=== EXERCISE REQUIREMENTS ===
In the text below on the Obfuscated Natural Number Game, what was renamed to create the zero-knowledge, closed environment?

=== EXTRACT PROVIDED ===
==========
Evaluating the Architectural Reasoning Capabilities of LLM Provers via the Obfuscated Natural Number Game
For AI researchers evaluating LLM reasoning capabilities, this benchmark provides a quantitative metric to distinguish genuine logical reasoning from semantic pattern matching.
The paper introduces the Obfuscated Natural Number Game to test whether LLMs' success on formal math benchmarks stems from genuine reasoning or pattern matching. Results show that reasoning models maintain accuracy under obfuscation while general models degrade, with a universal latency tax observed.
While Large Language Models have achieved notable success on formal mathematics benchmarks such as MiniF2F, it remains unclear whether these results stem from genuine logical reasoning or semantic pattern matching against pre-training data. This paper identifies Architectural Reasoning: the ability to synthesize formal proofs using exclusively local axioms and definitions within an alien math domain, as the necessary ability for future automated theorem discovery AI. We use the Obfuscated Natural Number Game, a benchmark to evaluate Architectural Reasoning. By renaming identifiers in the Natural Number Game in Lean 4, we created a zero-knowledge, closed environment. We evaluate state-of-the-art models, finding a universal latency tax where obfuscation increases inference time. The results also reveal a divergence in robustness: while general models (Claude-Sonnet-4.5, GPT-4o) suffer performance degradation, reasoning models (DeepSeek-R1, GPT-5, DeepSeek-Prover-V2) maintain the same accuracy despite the absence of semantic cues. These findings provide a quantitative metric for assessing the true capacity for mathematical reasoning.
==========
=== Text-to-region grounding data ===
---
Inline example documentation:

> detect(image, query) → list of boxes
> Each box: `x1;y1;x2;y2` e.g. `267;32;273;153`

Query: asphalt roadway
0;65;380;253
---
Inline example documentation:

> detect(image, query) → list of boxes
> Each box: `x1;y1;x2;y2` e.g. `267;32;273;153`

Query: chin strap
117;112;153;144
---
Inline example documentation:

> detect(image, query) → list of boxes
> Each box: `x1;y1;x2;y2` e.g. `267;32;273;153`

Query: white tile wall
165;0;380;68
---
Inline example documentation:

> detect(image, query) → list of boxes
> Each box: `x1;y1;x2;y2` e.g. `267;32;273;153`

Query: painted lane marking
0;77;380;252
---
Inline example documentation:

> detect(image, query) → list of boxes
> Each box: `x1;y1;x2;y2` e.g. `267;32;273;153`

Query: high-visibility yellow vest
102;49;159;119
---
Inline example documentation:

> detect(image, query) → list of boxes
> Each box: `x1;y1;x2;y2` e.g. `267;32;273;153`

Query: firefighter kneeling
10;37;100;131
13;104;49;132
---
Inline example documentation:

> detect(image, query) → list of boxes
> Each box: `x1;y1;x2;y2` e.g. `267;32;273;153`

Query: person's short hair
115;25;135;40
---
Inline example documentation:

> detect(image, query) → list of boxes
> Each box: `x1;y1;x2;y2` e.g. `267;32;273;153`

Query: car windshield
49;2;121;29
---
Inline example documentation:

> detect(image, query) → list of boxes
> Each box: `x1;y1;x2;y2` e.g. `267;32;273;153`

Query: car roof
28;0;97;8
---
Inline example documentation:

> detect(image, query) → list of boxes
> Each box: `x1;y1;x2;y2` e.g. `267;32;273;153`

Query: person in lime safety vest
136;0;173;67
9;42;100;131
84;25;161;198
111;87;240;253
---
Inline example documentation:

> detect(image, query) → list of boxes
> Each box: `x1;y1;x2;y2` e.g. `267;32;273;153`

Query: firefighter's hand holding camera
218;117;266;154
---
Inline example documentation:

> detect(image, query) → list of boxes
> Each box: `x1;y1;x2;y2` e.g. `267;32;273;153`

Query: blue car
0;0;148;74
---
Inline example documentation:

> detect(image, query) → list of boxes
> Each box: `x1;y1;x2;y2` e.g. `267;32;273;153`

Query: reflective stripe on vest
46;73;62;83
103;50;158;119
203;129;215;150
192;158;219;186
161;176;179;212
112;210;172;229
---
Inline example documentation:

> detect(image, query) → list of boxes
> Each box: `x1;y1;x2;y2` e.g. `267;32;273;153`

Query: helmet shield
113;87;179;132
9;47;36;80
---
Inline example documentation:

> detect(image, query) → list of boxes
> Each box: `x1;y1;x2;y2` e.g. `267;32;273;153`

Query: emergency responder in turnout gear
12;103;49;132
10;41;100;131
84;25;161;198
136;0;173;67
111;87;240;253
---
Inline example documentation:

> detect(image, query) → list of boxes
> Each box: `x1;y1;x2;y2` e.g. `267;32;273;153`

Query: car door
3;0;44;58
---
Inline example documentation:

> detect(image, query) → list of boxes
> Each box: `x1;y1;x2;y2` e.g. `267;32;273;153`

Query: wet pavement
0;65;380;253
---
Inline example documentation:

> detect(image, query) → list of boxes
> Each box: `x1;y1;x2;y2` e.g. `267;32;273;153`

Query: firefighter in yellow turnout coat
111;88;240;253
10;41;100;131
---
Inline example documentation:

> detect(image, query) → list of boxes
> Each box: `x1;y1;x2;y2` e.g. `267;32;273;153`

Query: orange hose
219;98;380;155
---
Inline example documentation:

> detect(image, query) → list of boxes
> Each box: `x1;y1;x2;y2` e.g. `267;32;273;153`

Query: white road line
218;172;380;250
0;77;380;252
==========
=== RESULT FOR THIS TASK ===
The identifiers in the Natural Number Game in Lean 4.